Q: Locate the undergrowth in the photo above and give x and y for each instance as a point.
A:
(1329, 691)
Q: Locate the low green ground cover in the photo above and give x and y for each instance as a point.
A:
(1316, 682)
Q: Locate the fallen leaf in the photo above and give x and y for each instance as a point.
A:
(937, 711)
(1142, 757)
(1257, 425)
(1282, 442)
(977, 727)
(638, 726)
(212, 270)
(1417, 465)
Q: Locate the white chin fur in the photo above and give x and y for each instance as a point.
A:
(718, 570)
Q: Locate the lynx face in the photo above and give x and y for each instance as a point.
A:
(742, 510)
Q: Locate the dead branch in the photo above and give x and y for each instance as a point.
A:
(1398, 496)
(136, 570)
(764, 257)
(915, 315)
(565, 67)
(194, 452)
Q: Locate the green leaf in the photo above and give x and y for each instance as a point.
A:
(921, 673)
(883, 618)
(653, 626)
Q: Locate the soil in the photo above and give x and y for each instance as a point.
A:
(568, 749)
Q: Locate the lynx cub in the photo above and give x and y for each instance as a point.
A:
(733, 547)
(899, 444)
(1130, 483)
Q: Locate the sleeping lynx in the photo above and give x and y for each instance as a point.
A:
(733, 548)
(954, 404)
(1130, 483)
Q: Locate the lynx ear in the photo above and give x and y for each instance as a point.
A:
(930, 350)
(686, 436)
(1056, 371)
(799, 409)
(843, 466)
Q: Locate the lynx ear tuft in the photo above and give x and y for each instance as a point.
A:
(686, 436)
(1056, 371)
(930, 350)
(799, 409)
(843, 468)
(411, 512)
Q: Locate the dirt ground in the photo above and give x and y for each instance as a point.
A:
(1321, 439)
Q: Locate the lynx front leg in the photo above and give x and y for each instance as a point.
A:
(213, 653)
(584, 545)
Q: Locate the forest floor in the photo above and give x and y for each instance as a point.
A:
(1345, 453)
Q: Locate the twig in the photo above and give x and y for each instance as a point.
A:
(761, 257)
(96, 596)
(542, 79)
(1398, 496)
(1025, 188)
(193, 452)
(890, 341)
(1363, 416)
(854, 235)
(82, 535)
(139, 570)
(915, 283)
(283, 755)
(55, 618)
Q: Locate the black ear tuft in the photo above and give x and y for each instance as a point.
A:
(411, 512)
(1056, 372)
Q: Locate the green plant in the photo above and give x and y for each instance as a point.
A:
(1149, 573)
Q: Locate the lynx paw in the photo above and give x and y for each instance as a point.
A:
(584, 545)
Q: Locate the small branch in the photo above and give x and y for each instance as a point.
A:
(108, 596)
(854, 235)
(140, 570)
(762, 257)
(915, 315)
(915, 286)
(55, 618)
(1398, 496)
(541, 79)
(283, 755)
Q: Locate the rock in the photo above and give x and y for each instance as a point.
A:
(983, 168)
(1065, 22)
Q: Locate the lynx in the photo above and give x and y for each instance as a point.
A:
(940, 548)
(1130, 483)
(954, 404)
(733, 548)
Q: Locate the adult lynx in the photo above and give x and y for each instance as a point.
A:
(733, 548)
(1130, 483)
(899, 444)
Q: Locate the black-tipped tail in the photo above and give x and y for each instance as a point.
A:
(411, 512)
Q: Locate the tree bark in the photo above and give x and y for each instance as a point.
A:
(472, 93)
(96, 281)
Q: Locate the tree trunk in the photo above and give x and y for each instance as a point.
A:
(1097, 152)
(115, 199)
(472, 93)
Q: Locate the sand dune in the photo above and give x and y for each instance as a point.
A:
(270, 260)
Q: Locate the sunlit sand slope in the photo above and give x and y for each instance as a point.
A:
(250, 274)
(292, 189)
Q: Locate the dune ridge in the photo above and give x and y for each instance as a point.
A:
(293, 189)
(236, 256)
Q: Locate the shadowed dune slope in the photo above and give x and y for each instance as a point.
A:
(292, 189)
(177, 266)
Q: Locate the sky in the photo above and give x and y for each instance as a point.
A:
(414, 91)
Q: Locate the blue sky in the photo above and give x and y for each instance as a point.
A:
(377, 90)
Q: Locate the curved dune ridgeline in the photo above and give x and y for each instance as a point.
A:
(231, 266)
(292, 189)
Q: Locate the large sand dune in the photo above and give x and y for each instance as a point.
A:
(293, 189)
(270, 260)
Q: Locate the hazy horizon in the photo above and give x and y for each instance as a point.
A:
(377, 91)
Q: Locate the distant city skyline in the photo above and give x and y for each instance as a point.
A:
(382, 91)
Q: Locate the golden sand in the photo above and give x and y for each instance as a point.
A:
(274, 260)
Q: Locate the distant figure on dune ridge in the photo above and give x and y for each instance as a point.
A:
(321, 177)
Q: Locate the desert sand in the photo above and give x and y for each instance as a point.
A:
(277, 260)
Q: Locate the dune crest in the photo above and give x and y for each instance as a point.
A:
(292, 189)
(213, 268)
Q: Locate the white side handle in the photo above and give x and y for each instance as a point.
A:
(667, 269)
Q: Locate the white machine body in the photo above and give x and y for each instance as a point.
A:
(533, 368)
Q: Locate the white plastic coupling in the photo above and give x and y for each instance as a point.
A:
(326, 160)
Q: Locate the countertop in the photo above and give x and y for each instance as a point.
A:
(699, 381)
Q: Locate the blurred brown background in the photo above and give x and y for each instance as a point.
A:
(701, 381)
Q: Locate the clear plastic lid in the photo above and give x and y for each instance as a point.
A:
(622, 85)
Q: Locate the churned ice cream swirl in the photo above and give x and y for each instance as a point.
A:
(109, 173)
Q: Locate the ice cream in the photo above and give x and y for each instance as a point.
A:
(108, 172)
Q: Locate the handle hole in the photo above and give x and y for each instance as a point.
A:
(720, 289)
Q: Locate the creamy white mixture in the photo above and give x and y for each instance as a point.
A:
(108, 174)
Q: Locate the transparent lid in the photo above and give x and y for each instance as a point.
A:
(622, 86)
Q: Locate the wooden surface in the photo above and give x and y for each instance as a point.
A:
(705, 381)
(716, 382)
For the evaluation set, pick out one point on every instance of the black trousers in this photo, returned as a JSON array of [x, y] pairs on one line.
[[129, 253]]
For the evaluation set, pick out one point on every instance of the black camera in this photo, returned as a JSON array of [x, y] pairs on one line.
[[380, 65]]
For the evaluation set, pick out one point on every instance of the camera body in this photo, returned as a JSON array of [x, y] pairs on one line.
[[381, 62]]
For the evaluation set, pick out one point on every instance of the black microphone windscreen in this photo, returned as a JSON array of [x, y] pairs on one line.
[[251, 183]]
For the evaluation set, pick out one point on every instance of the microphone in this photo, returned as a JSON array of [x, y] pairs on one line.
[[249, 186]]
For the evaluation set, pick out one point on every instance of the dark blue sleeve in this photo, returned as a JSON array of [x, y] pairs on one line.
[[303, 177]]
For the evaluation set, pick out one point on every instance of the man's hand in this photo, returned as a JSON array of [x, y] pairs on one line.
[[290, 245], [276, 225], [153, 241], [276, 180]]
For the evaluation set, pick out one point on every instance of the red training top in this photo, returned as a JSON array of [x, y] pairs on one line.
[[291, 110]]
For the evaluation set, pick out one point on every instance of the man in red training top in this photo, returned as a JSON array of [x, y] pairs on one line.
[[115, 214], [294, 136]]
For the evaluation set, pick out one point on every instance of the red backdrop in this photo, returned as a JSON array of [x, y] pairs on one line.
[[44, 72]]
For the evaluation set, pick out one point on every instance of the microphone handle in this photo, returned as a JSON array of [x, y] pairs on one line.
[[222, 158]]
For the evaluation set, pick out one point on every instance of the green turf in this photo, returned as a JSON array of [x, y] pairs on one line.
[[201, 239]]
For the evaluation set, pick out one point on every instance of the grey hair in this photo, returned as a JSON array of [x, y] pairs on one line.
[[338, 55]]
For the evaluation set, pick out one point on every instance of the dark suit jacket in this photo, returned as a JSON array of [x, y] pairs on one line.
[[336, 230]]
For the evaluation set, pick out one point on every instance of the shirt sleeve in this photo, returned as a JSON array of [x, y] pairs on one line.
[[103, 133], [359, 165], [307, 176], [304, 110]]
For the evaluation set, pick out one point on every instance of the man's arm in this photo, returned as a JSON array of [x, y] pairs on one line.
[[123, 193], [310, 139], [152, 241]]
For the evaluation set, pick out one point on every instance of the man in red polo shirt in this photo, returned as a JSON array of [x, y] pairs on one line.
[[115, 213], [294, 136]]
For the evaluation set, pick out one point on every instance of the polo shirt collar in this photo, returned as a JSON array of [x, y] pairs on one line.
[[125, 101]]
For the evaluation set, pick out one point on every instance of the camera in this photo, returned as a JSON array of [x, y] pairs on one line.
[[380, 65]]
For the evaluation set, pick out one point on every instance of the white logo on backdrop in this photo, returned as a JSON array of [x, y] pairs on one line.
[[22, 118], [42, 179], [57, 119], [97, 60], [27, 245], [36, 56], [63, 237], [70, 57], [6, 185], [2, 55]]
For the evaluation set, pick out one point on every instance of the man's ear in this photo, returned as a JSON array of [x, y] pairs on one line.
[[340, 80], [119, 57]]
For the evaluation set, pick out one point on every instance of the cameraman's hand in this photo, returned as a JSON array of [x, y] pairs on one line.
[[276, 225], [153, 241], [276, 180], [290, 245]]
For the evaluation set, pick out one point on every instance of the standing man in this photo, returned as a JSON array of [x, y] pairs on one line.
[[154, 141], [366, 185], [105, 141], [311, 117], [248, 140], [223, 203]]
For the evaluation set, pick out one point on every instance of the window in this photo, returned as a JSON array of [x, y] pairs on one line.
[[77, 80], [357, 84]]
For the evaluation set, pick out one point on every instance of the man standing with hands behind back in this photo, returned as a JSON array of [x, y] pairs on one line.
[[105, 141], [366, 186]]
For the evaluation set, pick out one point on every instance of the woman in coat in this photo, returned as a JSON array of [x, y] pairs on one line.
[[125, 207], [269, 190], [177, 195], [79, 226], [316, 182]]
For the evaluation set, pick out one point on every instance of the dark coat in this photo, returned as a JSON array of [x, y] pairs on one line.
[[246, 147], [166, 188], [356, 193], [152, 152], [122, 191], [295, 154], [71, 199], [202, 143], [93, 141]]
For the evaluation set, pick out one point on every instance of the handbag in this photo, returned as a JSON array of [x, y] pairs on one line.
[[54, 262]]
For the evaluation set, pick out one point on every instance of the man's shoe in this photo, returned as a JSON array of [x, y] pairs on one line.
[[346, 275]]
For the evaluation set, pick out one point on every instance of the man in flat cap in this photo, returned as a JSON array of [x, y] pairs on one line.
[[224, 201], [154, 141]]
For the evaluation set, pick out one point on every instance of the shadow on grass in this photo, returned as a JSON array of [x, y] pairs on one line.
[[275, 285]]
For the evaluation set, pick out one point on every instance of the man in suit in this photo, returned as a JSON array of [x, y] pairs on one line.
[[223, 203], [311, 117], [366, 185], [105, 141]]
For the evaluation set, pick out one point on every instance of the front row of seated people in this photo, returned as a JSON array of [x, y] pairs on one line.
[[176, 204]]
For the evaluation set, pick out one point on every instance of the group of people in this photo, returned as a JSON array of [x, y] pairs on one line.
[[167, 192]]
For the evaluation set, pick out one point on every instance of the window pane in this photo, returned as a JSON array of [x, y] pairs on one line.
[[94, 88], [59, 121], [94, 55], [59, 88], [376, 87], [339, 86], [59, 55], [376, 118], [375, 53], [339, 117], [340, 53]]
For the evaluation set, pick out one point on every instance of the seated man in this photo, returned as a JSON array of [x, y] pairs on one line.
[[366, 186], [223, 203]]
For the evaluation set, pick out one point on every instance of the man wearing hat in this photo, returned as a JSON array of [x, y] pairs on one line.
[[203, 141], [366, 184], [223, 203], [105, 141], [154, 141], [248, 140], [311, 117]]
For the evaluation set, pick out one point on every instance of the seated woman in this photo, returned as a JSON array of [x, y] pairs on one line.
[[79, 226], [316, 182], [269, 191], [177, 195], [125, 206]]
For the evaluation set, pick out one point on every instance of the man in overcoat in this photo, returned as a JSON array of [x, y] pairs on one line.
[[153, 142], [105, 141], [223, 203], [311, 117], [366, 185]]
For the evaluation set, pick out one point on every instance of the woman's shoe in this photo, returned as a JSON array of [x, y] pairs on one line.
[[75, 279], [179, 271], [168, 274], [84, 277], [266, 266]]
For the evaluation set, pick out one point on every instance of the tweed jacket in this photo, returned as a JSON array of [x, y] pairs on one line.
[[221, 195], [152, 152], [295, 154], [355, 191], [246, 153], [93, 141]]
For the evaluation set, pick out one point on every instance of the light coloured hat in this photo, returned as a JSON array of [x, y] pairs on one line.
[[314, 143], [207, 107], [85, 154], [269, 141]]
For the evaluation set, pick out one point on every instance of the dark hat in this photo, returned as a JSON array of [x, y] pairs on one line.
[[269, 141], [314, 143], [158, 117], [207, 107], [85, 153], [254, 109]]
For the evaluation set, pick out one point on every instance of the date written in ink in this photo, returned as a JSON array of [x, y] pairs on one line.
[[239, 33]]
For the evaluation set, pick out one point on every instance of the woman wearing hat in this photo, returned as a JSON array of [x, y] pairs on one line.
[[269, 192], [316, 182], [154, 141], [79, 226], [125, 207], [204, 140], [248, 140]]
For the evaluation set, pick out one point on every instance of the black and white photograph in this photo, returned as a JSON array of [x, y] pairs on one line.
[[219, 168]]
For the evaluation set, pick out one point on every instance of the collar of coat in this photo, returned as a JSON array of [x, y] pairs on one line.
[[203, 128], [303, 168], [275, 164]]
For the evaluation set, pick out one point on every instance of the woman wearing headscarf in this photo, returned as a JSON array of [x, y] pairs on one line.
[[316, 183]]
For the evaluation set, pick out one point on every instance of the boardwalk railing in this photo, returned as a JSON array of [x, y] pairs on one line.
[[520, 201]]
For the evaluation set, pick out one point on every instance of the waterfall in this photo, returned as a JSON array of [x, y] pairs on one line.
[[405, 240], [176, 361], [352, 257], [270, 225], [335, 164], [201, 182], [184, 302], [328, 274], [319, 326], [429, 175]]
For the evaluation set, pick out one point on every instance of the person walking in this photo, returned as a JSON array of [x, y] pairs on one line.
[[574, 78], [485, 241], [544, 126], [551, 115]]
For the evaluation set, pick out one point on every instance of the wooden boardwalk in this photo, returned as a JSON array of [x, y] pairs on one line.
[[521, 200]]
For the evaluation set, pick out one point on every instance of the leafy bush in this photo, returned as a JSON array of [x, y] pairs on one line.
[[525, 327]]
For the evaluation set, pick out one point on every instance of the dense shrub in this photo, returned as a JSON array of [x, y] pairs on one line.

■ WORK TO COMPLETE
Scale the records in the stretch from the line containing "the microphone in" through the line containing "[[290, 245], [276, 225], [153, 241], [276, 180]]", both ends included, by writing out every one of those lines again with the requests unchanged. In the answers, multiply each coordinate by 1.75 and round it to a whole number, rounding halves up.

■ EXPECTED OUTPUT
For the evaluation set, pick out one point on every instance of the microphone in this photo, returned as a JSON array of [x, y] pairs on one line.
[[436, 326]]
For the evaluation set, pick out one point on every instance of the dark blue sleeve in this photo, returned as a JSON array of [x, y] pairs on one line.
[[530, 310]]
For the evaluation set, pick out one point on every instance of the man's hand in this photo, returned as a JSON array of [x, y] pairs on one line.
[[508, 429], [483, 394], [268, 422], [483, 315]]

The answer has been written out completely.